### ЗАДАНИЕ A
Выведите без изменений часть интервью с Анастасией Каменской, начиная со слов «Фото Марианны Власовой» и далее вплоть до слов «беседует Елена КОНСТАНТИНОВА.».
### ЗАДАНИЕ B
В какой день, судя по интервью с Анастасией Каменской, началась её история заботы о диких птицах?
### ЗАДАНИЕ C
Допишите следующую часть интервью с Анастасией Каменской, начав сразу после последней приведённой реплики.

### ФРАГМЕНТ ТЕКСТА
□ □ □ □ □ □ □
Одна из целей творчества – гармоничные отношения человека и природы.
Фото Марианны Власовой
В зарифмованных строках – птицы, цикады, улитки. В общем, всякая живность. А еще естественная, живая интонация, чистый собственный голос. Одна из литературных премий – «за открытый взгляд». Сейчас ее книга «Живые существа» лонг-листе премии им. Ф. Искандера. С поэтессой Анастасией КАМЕНСКОЙ беседует Елена КОНСТАНТИНОВА.
– Анастасия Евгеньевна, предполагала начать беседу с Ахматовской премии, лауреатом которой вы стали за книгу стихов «Живые существа». Но вот ваше сообщение: «В пятницу буду в Москве – повезу хворых сову и журавля в реабилитационный центр». Сплошь населена разными пернатыми картина тверской художницы Шуры Журавлевой, посвященная вам. Как давно ваша забота связана с дикими птицами – их реабилитацией и реинтродукцией?
– Эта история, кстати, непосредственно связана с литературой – началась в день рождения Пушкина, 6 июня 2014 года, когда мы с мужем увидели маленькую полулысую синичку, выпавшую из гнезда. Приближалась гроза. Птенец не выжил бы, если бы его там оставили. Выкормили, выходили, вылечили птицу, и она начала жить у нас… Увидев в Сети объявление, что жители Торжка спасли грача от кошек и не знают, куда его пристроить, мы взяли грача. Потом – ворону, чайку, галку, и дальше все как в тумане…
– В чем смысл турниров поэтов?
□ □ □ □ □ □ □
### СОБРАННЫЕ ДАННЫЕ
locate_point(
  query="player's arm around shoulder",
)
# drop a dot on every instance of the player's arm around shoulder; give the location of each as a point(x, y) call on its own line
□ □ □ □ □ □ □
### ОТВЕТ A
Фото Марианны Власовой
В зарифмованных строках – птицы, цикады, улитки. В общем, всякая живность. А еще естественная, живая интонация, чистый собственный голос. Одна из литературных премий – «за открытый взгляд». Сейчас ее книга «Живые существа» лонг-листе премии им. Ф. Искандера. С поэтессой Анастасией КАМЕНСКОЙ беседует Елена КОНСТАНТИНОВА.

### ОТВЕТ B
6 июня 2014 года, в день рождения Пушкина.

### ОТВЕТ C
– Участие в литературных конкурсах для меня настоящее открытие. Раньше я активно занималась социокультурным проектированием и кураторством выставок, где каждая заявка требует огромной подготовки: обоснования, бюджета, писем поддержки... Здесь же достаточно отправить произведение, добавив биографию.
Если говорить о смысле конкурсов для поэтов в целом, то здесь, думаю, важен азарт. Как-то вечером на форуме «Липки-2024» я искала свою соседку по гостиничному номеру, чтобы затащить ее в бассейн. Встретились в конференц-зале. «Заявись на турнир поэтов, – сказала она. – Не хватает человека для пары 1/16 финала». Так я случайно оказалась среди его участников, а потом неожиданно и выиграла, обойдя даже известных поэтов типа Антона Азаренкова. Это был спорт. Предполагаю, что для многих поэтов соревновательный элемент – неотъемлемая часть процесса.
– Вы и автор иллюстраций к своим стихам. Что общего у поэзии с живописью или графикой?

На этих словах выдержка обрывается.